▸ **Task**:
With the line that contains "Q: Put a point on each instance of the aircraft wing" as the final line, return every line from the start of the data below exactly.

▸ **Dataset entries**:
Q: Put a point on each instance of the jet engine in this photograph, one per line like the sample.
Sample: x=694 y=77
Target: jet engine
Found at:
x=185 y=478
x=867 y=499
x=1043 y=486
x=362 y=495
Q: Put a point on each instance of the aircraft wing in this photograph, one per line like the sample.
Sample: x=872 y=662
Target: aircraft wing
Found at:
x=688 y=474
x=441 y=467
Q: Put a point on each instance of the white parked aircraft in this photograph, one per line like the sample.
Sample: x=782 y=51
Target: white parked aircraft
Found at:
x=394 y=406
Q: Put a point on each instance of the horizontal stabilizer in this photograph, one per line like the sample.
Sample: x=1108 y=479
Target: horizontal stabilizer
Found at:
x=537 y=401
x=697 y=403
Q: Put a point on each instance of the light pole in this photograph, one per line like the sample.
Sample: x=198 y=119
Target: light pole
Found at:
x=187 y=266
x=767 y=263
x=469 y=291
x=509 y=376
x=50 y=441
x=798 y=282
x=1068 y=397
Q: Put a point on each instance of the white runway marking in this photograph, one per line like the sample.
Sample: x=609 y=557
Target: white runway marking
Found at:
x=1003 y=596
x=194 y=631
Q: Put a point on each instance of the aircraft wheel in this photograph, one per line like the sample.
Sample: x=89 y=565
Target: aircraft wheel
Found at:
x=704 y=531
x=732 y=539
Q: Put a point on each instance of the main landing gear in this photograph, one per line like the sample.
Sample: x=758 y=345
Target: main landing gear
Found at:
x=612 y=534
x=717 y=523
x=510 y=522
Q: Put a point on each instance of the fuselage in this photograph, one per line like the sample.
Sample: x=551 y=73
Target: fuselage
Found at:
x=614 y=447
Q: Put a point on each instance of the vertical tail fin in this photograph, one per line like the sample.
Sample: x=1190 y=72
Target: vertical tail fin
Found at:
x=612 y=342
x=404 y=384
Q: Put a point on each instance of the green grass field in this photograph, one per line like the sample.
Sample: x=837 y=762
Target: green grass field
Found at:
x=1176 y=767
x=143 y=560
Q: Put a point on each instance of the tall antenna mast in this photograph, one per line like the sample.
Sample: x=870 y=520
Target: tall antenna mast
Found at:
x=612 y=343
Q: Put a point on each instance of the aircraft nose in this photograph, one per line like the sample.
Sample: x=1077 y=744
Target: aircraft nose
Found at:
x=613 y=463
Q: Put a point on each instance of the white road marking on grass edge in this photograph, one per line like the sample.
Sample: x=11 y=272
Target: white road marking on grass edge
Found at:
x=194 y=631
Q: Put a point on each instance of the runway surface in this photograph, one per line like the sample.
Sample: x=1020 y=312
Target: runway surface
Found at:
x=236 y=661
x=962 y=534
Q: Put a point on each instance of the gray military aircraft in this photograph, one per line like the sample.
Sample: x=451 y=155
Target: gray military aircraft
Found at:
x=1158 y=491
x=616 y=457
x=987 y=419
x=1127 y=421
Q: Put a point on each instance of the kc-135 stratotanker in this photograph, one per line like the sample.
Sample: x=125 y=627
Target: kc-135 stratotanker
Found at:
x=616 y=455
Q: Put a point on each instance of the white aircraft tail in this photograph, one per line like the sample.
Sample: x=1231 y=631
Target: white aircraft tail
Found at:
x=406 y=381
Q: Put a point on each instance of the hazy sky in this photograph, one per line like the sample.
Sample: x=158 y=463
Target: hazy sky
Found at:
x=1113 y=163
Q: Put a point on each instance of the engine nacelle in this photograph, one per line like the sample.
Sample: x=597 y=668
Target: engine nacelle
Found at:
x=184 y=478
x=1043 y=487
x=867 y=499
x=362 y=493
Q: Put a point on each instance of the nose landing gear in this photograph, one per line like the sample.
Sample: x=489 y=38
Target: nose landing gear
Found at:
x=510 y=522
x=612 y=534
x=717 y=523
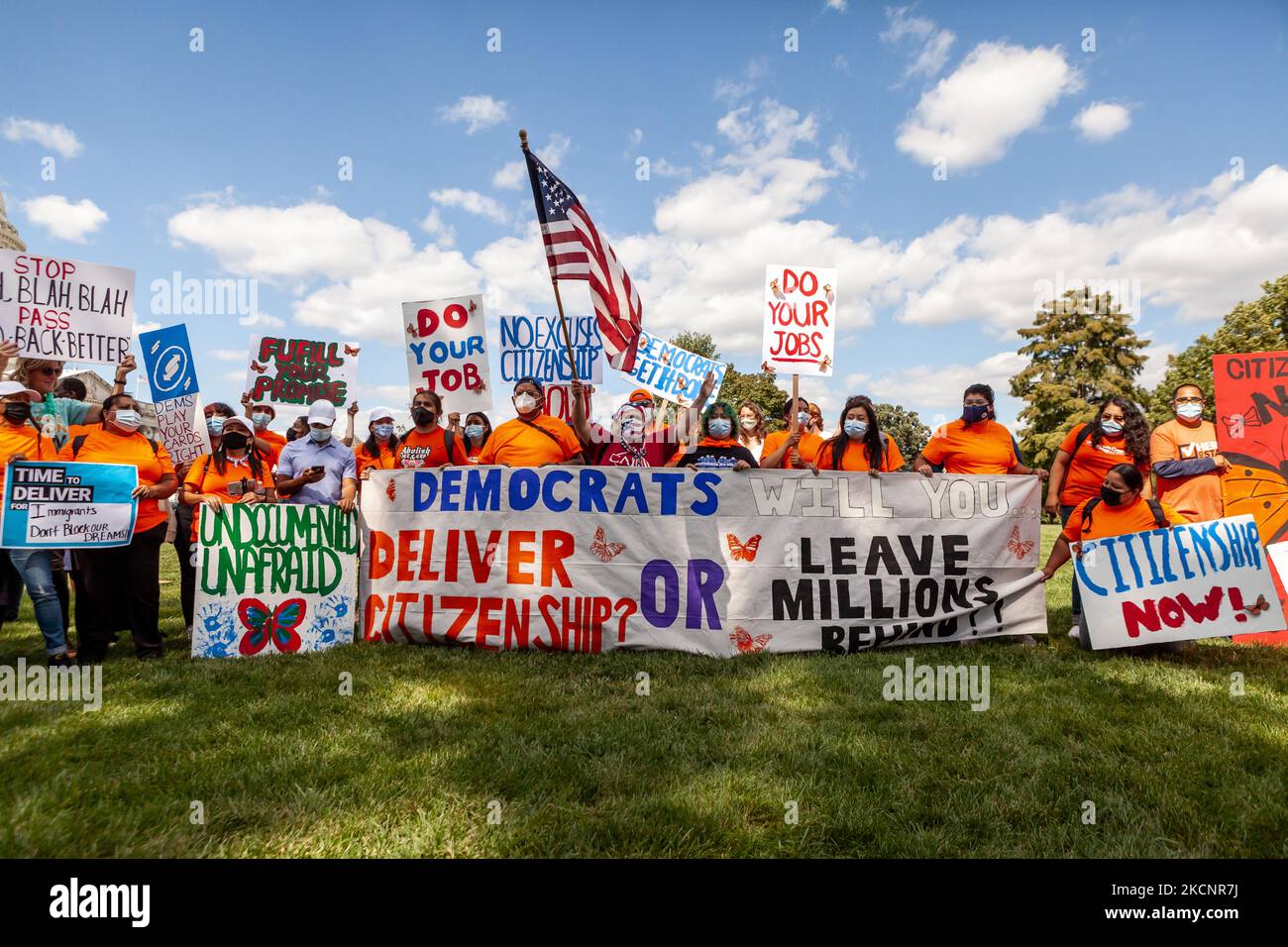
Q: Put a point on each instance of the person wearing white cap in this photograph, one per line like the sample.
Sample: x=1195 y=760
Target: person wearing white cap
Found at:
x=318 y=470
x=21 y=440
x=380 y=450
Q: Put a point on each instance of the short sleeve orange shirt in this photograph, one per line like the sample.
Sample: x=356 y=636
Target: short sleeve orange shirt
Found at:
x=516 y=444
x=102 y=446
x=982 y=449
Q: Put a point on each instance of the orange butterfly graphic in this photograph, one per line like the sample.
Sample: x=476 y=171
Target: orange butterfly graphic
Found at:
x=746 y=643
x=603 y=549
x=1014 y=544
x=742 y=552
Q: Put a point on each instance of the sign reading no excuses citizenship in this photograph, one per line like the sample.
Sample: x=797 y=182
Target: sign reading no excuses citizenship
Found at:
x=55 y=504
x=65 y=311
x=800 y=320
x=447 y=351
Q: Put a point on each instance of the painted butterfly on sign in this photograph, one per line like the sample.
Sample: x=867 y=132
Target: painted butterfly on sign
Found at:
x=277 y=625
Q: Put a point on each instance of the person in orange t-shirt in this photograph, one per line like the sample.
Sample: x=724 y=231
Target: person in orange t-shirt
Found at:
x=426 y=445
x=975 y=444
x=791 y=449
x=859 y=446
x=22 y=440
x=533 y=438
x=1186 y=460
x=125 y=579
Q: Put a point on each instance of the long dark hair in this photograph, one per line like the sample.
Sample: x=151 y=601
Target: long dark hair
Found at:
x=872 y=446
x=1134 y=428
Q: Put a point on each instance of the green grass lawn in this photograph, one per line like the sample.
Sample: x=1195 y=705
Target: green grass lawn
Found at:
x=702 y=766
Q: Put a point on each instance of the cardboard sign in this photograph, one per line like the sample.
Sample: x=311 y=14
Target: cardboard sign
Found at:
x=533 y=346
x=181 y=428
x=447 y=352
x=274 y=579
x=67 y=311
x=800 y=320
x=593 y=560
x=58 y=505
x=1198 y=579
x=671 y=372
x=167 y=360
x=299 y=371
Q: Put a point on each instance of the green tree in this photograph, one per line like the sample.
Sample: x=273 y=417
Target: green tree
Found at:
x=1257 y=326
x=1082 y=350
x=907 y=429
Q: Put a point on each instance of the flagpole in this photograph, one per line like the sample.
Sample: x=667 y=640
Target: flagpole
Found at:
x=554 y=283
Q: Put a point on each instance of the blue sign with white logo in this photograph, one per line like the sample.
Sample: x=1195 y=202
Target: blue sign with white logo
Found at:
x=167 y=359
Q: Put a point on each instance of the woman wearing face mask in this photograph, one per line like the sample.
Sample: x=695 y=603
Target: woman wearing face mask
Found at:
x=719 y=449
x=21 y=440
x=56 y=415
x=125 y=577
x=1121 y=506
x=533 y=438
x=751 y=427
x=380 y=450
x=975 y=444
x=1119 y=436
x=428 y=444
x=861 y=446
x=793 y=449
x=478 y=429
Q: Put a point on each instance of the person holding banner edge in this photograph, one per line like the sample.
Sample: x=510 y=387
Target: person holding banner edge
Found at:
x=21 y=440
x=125 y=579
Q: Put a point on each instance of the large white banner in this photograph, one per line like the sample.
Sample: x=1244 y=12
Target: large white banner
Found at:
x=1198 y=579
x=592 y=560
x=67 y=311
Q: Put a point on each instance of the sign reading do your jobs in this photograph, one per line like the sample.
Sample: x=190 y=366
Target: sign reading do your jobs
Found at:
x=54 y=505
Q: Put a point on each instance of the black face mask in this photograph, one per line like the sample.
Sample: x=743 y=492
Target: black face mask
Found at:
x=1111 y=496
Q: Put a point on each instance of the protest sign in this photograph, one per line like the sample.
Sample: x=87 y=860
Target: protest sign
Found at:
x=447 y=352
x=299 y=371
x=533 y=346
x=717 y=564
x=1252 y=432
x=800 y=320
x=671 y=372
x=59 y=505
x=181 y=428
x=167 y=360
x=274 y=579
x=67 y=311
x=1198 y=579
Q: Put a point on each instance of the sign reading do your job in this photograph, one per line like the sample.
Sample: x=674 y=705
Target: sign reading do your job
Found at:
x=65 y=311
x=54 y=505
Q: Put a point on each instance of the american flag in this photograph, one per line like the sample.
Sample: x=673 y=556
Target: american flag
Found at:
x=575 y=250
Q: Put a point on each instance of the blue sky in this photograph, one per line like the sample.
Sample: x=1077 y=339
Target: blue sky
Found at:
x=1158 y=159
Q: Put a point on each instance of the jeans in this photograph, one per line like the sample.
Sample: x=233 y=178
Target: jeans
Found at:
x=1065 y=512
x=38 y=577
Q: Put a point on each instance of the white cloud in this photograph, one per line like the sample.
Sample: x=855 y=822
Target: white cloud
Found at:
x=930 y=43
x=472 y=202
x=56 y=137
x=1102 y=121
x=63 y=219
x=996 y=94
x=478 y=112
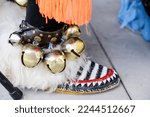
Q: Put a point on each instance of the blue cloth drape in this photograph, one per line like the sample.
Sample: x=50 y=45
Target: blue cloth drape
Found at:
x=133 y=15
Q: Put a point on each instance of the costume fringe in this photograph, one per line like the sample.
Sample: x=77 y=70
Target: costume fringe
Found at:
x=133 y=16
x=68 y=11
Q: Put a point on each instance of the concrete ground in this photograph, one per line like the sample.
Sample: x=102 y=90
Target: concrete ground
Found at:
x=111 y=46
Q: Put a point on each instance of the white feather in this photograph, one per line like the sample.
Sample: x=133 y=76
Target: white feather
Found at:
x=10 y=64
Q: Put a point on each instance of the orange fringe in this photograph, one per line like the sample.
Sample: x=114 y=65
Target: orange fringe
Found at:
x=68 y=11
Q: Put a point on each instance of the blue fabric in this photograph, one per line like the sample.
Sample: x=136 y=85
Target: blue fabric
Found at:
x=133 y=15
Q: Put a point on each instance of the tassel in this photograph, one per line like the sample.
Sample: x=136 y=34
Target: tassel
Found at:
x=68 y=11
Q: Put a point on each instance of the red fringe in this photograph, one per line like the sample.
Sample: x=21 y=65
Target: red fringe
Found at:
x=68 y=11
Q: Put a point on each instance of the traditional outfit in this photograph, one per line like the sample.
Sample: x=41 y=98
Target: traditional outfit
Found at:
x=52 y=54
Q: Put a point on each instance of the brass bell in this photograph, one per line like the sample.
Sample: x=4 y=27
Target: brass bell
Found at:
x=73 y=48
x=55 y=61
x=31 y=55
x=14 y=39
x=22 y=2
x=72 y=31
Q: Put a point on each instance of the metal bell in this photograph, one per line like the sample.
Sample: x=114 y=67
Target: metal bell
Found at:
x=22 y=2
x=72 y=31
x=55 y=61
x=73 y=48
x=14 y=39
x=31 y=55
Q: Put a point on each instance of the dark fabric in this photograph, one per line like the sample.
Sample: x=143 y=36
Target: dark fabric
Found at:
x=34 y=18
x=146 y=4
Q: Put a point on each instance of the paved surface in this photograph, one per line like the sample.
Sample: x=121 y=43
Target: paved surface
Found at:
x=111 y=46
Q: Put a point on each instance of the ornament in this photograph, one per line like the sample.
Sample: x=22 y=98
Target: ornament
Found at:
x=14 y=39
x=31 y=55
x=73 y=48
x=22 y=2
x=55 y=61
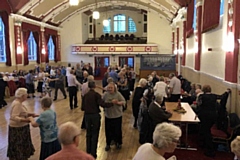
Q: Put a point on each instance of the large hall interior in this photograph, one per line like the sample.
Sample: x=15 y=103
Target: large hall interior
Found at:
x=192 y=45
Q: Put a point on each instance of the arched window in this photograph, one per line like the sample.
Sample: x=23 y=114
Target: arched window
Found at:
x=2 y=42
x=51 y=49
x=131 y=25
x=119 y=23
x=107 y=29
x=222 y=7
x=32 y=48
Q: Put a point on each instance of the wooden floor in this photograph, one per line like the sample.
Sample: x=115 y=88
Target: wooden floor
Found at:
x=64 y=114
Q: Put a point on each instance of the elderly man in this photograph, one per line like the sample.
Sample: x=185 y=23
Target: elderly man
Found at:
x=92 y=117
x=157 y=112
x=175 y=88
x=68 y=136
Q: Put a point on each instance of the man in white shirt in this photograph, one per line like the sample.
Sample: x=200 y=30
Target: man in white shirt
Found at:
x=175 y=88
x=72 y=88
x=68 y=70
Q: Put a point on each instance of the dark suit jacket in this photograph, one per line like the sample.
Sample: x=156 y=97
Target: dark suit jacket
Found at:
x=157 y=114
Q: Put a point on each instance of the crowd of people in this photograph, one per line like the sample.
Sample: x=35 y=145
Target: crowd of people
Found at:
x=148 y=104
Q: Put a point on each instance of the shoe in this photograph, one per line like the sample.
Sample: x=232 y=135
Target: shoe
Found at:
x=118 y=146
x=107 y=148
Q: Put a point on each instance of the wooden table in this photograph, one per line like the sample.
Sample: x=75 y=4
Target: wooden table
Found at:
x=186 y=118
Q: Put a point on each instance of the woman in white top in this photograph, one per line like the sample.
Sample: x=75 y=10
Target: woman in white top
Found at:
x=161 y=88
x=165 y=139
x=19 y=138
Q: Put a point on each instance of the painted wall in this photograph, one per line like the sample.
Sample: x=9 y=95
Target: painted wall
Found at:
x=136 y=16
x=159 y=32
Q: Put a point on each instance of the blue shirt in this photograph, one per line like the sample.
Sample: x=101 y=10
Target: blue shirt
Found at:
x=48 y=126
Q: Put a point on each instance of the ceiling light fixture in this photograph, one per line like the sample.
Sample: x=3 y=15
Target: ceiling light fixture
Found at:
x=73 y=2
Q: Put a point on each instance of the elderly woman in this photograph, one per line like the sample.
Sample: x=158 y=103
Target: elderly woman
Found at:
x=136 y=101
x=165 y=139
x=113 y=116
x=48 y=129
x=20 y=145
x=235 y=147
x=68 y=136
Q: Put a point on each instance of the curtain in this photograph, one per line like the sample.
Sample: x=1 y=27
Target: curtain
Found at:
x=36 y=37
x=56 y=48
x=211 y=15
x=190 y=12
x=47 y=36
x=5 y=20
x=26 y=35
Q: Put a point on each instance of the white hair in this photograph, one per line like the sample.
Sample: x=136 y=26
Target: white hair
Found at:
x=20 y=92
x=159 y=98
x=235 y=146
x=90 y=78
x=142 y=81
x=67 y=133
x=165 y=134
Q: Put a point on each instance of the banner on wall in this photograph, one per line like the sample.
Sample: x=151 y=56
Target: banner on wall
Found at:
x=158 y=62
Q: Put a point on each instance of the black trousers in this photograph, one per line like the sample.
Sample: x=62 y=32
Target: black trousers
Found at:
x=61 y=87
x=72 y=95
x=207 y=121
x=174 y=97
x=113 y=130
x=93 y=122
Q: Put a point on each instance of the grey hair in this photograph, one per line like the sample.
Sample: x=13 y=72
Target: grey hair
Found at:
x=90 y=78
x=235 y=146
x=67 y=133
x=165 y=134
x=46 y=102
x=159 y=98
x=142 y=81
x=20 y=92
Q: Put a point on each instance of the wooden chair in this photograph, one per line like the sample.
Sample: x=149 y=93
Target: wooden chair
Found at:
x=220 y=136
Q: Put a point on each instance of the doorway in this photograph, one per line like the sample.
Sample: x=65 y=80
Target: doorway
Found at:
x=101 y=66
x=129 y=61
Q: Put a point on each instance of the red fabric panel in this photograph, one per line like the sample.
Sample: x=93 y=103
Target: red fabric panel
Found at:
x=190 y=12
x=199 y=35
x=211 y=15
x=231 y=61
x=5 y=6
x=25 y=46
x=17 y=33
x=56 y=48
x=30 y=27
x=5 y=20
x=37 y=37
x=184 y=43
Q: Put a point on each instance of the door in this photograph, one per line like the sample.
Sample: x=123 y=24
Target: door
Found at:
x=129 y=61
x=101 y=65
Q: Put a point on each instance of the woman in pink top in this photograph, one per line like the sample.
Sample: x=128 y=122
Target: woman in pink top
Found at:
x=20 y=145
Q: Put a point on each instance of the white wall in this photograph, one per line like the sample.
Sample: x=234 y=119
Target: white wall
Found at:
x=159 y=32
x=136 y=16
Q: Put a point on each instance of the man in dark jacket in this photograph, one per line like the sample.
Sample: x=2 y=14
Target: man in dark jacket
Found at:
x=91 y=102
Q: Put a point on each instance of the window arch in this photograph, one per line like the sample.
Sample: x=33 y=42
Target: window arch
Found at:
x=107 y=29
x=32 y=48
x=119 y=23
x=131 y=25
x=2 y=42
x=51 y=49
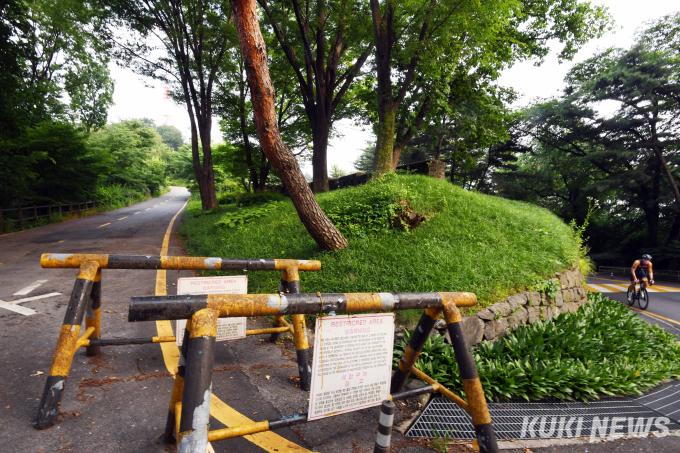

▸ **Answer to this exercise**:
Q: Put a point on each instance of the jet engine in this photograph, one per line like the sample.
Sample: x=694 y=77
Target: jet engine
Found at:
x=185 y=478
x=867 y=499
x=1043 y=486
x=362 y=495
Q: Put a point on each instance of the aircraft wing in this photograph, one per line like the sample.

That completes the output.